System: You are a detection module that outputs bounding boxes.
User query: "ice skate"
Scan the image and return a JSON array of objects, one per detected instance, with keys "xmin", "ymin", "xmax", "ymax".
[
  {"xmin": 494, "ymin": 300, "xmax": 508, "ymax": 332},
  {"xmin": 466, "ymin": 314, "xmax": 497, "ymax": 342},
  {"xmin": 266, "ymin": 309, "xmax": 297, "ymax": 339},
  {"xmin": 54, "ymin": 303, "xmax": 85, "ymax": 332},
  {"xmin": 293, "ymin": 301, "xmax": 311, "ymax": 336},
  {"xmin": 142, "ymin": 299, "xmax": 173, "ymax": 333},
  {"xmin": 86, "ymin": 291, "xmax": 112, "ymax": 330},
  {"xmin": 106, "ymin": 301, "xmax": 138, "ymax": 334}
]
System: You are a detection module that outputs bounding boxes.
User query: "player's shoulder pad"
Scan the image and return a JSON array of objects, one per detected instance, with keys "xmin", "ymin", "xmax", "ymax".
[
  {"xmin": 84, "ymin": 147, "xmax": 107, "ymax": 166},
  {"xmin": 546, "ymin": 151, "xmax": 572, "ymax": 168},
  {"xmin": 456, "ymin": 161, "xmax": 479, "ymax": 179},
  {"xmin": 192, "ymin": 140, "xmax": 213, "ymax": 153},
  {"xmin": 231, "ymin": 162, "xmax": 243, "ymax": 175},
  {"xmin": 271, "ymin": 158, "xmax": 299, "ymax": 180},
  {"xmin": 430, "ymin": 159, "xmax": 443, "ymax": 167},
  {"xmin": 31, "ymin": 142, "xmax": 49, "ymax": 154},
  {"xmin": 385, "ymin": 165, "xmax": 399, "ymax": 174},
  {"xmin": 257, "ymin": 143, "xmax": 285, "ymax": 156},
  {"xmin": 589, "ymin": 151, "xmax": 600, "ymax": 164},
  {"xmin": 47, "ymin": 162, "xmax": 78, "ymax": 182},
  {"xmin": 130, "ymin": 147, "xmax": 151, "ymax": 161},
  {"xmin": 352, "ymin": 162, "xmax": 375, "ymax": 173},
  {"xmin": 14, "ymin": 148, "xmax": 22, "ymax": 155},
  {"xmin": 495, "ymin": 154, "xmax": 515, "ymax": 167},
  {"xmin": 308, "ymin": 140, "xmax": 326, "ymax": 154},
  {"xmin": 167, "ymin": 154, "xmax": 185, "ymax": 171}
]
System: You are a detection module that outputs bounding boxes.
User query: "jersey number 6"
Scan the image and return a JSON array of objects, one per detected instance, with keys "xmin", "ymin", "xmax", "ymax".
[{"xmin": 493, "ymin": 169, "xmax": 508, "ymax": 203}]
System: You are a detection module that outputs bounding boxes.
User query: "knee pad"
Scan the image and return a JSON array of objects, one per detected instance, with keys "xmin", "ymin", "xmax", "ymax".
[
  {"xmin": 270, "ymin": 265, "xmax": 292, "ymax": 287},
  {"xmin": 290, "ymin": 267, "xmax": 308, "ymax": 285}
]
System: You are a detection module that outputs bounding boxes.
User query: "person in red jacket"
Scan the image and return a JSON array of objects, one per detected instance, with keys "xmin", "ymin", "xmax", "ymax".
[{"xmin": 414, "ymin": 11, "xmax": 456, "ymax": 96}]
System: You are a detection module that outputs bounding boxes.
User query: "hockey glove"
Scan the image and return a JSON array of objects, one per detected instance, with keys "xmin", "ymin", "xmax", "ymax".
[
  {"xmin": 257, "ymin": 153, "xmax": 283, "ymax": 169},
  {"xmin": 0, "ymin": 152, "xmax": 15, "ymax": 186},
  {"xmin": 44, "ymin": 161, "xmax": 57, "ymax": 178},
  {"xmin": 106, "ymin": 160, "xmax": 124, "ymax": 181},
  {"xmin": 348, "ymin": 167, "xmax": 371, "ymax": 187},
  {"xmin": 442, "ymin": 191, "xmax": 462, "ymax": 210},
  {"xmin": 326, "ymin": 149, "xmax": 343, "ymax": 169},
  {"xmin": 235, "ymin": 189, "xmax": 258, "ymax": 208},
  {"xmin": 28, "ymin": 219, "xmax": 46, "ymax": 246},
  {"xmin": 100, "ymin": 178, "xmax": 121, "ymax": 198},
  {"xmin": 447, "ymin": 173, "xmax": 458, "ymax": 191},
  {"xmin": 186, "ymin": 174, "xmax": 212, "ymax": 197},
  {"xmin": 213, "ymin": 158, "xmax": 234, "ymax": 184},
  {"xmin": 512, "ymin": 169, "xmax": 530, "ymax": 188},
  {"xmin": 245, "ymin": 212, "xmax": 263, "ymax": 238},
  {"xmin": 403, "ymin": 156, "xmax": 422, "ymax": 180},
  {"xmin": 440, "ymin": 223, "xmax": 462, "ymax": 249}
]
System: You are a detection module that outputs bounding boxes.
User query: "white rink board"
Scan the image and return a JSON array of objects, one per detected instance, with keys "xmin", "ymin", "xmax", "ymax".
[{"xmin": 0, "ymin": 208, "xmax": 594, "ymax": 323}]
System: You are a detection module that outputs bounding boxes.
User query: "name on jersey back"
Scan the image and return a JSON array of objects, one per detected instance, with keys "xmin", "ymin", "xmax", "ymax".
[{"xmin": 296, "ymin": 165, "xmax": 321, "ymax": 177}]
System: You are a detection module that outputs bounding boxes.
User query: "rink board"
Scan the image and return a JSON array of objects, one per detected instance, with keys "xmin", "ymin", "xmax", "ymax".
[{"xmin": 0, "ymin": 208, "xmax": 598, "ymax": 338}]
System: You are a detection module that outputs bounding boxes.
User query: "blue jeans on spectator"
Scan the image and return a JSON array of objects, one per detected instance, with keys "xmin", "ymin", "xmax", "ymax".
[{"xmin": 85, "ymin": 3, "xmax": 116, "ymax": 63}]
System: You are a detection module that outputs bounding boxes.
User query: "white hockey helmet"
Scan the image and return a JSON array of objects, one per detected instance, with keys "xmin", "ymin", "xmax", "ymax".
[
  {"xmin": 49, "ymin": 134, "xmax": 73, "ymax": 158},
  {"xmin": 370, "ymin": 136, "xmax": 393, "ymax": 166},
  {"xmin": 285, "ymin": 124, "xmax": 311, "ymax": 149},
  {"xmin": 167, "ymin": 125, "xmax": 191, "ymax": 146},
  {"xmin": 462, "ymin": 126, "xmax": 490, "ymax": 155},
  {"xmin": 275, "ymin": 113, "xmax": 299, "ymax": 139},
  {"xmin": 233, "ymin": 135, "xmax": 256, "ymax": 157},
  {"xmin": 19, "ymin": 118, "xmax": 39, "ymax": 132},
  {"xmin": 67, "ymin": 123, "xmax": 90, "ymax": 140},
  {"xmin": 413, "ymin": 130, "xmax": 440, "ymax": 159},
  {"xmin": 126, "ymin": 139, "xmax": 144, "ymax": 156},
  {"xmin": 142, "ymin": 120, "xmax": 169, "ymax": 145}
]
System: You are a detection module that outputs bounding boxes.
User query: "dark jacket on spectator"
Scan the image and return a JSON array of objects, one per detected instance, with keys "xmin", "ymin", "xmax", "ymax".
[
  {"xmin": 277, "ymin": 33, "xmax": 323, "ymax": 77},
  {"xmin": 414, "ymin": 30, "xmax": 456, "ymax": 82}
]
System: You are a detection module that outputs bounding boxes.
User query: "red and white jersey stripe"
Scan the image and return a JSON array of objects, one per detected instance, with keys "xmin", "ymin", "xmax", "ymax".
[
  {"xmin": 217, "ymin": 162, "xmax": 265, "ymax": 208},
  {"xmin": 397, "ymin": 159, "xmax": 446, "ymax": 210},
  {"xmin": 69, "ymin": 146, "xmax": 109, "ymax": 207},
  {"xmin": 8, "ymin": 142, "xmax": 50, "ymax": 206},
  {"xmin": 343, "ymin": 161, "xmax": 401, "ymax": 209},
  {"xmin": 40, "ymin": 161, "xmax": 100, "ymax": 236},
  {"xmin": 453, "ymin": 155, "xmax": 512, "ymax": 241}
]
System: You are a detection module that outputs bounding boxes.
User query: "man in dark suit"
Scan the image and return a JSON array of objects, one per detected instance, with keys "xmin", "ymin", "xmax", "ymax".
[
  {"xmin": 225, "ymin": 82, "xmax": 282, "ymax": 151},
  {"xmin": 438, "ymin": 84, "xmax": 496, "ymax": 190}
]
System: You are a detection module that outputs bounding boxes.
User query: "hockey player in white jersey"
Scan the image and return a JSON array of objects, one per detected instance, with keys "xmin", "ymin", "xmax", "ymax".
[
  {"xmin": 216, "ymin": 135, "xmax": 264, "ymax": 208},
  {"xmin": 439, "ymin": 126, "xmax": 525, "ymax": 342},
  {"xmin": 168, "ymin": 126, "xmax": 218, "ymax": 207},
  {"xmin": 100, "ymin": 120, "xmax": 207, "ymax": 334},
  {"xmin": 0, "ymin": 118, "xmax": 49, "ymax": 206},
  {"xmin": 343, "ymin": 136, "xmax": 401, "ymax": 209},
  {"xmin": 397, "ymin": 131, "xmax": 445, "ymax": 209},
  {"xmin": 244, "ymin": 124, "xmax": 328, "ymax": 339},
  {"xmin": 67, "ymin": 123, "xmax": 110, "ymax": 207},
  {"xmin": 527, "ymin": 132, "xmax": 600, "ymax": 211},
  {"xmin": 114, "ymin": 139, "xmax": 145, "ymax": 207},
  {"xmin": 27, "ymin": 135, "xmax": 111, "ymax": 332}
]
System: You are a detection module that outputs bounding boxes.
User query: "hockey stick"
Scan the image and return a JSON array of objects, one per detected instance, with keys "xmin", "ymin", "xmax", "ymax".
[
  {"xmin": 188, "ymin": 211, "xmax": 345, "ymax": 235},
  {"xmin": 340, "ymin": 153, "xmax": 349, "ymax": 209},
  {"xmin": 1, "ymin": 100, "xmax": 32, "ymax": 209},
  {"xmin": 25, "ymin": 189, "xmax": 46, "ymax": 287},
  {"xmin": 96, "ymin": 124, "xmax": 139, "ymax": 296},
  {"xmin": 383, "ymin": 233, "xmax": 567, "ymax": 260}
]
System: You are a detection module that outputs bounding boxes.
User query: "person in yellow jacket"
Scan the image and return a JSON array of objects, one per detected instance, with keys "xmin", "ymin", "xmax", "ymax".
====================
DIRECTIONS FOR THIS TASK
Go through the listing and copy each line with the string "jersey".

EXERCISE SOLUTION
User query: "jersey number 6"
User query: "name on jersey back"
User query: "red and white jersey stripe"
User query: "hockey player in white jersey"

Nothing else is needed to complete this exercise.